> [REQUIREMENT] From the records below, return every line containing the word "grey".

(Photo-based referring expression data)
►

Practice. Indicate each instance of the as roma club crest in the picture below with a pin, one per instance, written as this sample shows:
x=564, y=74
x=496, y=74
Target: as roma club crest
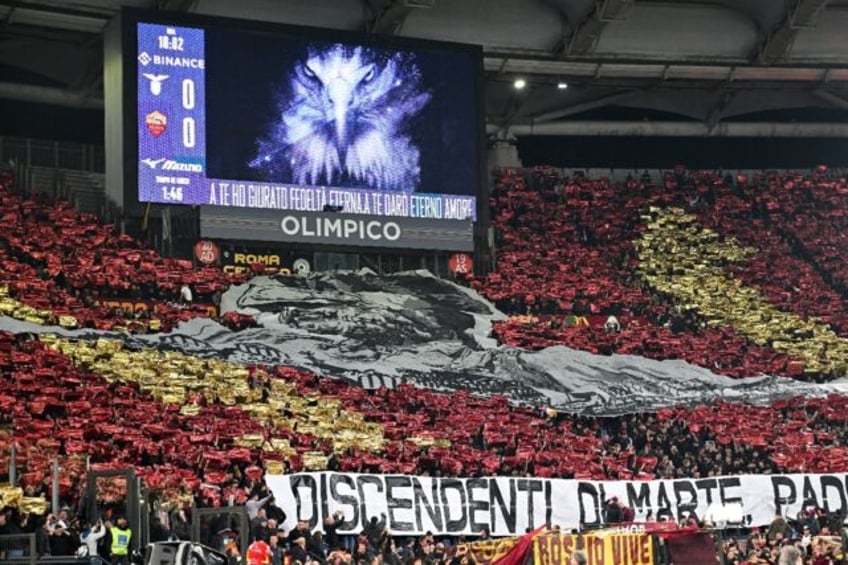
x=156, y=122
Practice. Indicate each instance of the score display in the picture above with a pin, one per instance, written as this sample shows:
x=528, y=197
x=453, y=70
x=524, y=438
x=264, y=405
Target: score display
x=232, y=117
x=171, y=114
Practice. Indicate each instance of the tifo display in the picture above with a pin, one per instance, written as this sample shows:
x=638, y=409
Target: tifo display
x=330, y=390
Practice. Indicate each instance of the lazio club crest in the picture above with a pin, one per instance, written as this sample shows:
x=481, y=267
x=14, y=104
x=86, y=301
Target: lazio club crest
x=156, y=122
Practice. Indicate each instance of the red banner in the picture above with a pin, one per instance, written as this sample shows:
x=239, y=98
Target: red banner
x=612, y=549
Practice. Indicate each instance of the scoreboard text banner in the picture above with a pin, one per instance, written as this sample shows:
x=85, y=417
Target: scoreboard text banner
x=247, y=224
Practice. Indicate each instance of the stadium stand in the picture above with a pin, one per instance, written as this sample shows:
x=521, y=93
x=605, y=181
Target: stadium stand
x=209, y=439
x=574, y=242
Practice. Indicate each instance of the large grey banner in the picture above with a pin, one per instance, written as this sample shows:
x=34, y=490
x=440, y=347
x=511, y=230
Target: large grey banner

◄

> [TASK RESPONSE]
Practice. Indicate each instance of the large grey banner in the picture above with a pin, one per instance, written as this sample shows:
Target: large grey banner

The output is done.